- _TASK_
Copy every line of the listing below, requests included, but multiply each x and y coordinate in the answer points by 0.35 and round to the nearest whole number, rounding halves up; leave the coordinates in the requests' format samples unchanged. Omit the pictures from your copy.

(Listing of object pointing data)

(begin)

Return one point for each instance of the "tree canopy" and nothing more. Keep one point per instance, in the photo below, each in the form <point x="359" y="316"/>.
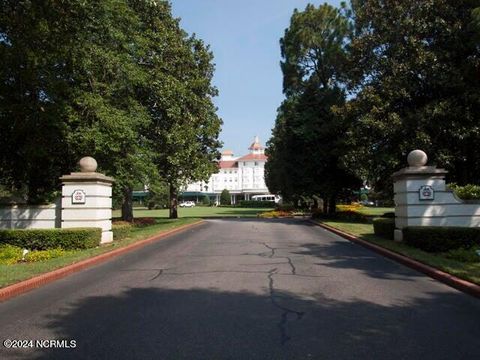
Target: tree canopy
<point x="367" y="84"/>
<point x="307" y="143"/>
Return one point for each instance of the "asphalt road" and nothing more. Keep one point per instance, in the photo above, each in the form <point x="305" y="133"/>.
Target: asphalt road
<point x="246" y="289"/>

(end)

- _RESPONSE TO THE TASK_
Return one point for each instance of the "tree canopy" and nothing more. Keep one point per instance, in the photo below, each in the form <point x="359" y="316"/>.
Target: tree canopy
<point x="128" y="29"/>
<point x="107" y="50"/>
Return one point for each instance of the "asphalt road" and nothing more. Keep one point per instance, in the photo above, each in the form <point x="305" y="133"/>.
Target: asphalt road
<point x="86" y="101"/>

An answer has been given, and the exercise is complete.